----- Metin Kesiti
22 Haziran 2025 Pazar

Darbeler 220625

Bu yazımızda "Darbe" kelimesini sözlükteki anlamlarından "Ülkede bir grup tarafından örgütlü bir biçimde silah zoruyla baskı kurularak veya seçim dışındaki demokratik usuller kötüye kullanılarak mevcut hükûmeti istifa ettirme veya rejimi değiştirecek biçimde yönetimi devirme işi" şeklinde olanı konu ettik.

Daha önce kaleme aldığımız* "Darbeler niçin yapılır, nasıl önlenir?" yazımızda ele alındığından darbe ile ilgili yapılan analizler burada tekrar edilmeyecektir.

Bu yazımızda Osmanlı İmparatorluğu ve Türkiye Cumhuriyeti döneminde yapılan darbeler ve muhtıralara tarih sırasına göre özetlenmiş, akabinde önceki yazılarımızda yer almayan notlarımıza yer verilmiştir.

Osmanlı İmparatorluğunda darbeler genellikle silahlı gücü elinde bulunduran Yeniçeriler, daha sonraki dönemlerde ise İttihatçı-Ordu işbirliği ile yapılmıştır. Saray darbesi veya sivil darbe olarak adlandırılanlar da vardır.
----------
----- Veri Kesitleri
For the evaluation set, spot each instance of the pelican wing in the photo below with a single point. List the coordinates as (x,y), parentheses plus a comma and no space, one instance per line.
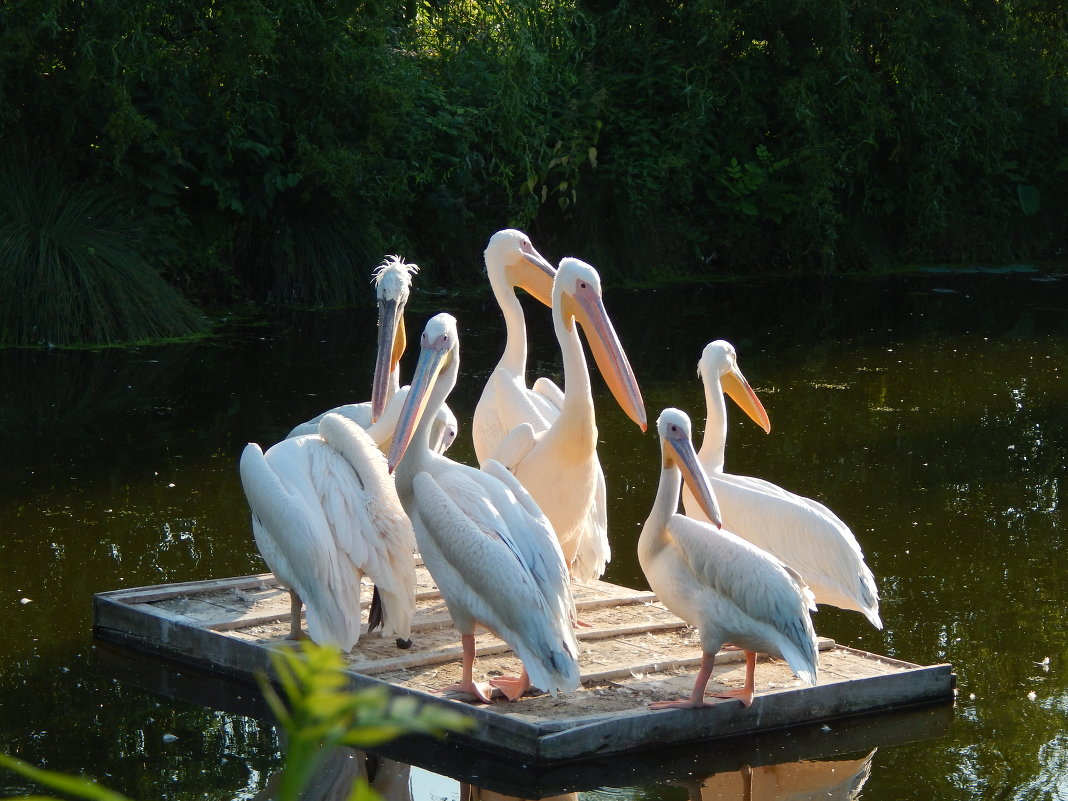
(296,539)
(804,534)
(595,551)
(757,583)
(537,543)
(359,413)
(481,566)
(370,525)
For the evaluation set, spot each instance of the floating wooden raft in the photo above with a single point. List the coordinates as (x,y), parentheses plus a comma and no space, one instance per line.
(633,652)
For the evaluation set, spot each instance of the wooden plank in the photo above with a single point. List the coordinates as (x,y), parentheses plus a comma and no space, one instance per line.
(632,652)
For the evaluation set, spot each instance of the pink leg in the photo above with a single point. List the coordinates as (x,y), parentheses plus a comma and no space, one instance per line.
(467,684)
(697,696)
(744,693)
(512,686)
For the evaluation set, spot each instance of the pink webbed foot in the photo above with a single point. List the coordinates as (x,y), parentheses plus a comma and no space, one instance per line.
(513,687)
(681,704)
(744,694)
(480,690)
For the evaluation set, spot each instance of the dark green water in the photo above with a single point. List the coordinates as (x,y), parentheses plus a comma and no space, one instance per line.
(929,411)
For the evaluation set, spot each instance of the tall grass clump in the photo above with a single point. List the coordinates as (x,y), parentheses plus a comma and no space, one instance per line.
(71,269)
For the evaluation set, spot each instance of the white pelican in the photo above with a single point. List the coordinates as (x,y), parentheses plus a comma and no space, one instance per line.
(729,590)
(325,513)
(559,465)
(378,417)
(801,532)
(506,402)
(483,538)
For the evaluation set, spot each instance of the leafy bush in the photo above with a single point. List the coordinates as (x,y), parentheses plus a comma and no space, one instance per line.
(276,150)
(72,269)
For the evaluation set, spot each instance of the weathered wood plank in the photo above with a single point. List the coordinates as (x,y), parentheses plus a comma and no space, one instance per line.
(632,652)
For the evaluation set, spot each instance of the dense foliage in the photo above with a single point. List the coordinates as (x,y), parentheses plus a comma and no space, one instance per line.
----------
■ **Yapılacak Görevler**:
A – Darbeler yazısının "Osmanlı İmparatorluğunda darbeler" ile "adlandırılanlar da vardır." arasındaki kısmını, iki uç da dahil olmak üzere, "Yeniçeriler" ifadesini "Sipahiler" ile değiştirerek yeniden yazar mısınız?
B – Darbeler yazısına göre Osmanlı İmparatorluğunda daha sonraki dönemlerde darbeler hangi işbirliğiyle yapılmıştır?
C – Aşağıdaki ifadeler darbeler yazısıyla uyuşuyor mu? Her biri için evet ya da hayır deyin ve yazıdaki belirleyici sözleri aynen aktarın.
(i) Darbeyle ilgili analizler bu yazıda yeniden yapılıyor.
(ii) Darbeler ve muhtıralar tarih sırasına göre özetlenmiş.
(iii) Osmanlı döneminde saray darbesi olarak adlandırılan darbeler de vardır.

■ **Görevlere Göre Yanıtlar**:
A –
Osmanlı İmparatorluğunda darbeler genellikle silahlı gücü elinde bulunduran Sipahiler, daha sonraki dönemlerde ise İttihatçı-Ordu işbirliği ile yapılmıştır. Saray darbesi veya sivil darbe olarak adlandırılanlar da vardır.

B – İttihatçı-Ordu işbirliği ile.

C –
(i) Hayır: "darbe ile ilgili yapılan analizler burada tekrar edilmeyecektir"
(ii) Evet: "tarih sırasına göre özetlenmiş"
(iii) Evet: "Saray darbesi veya sivil darbe olarak adlandırılanlar da vardır."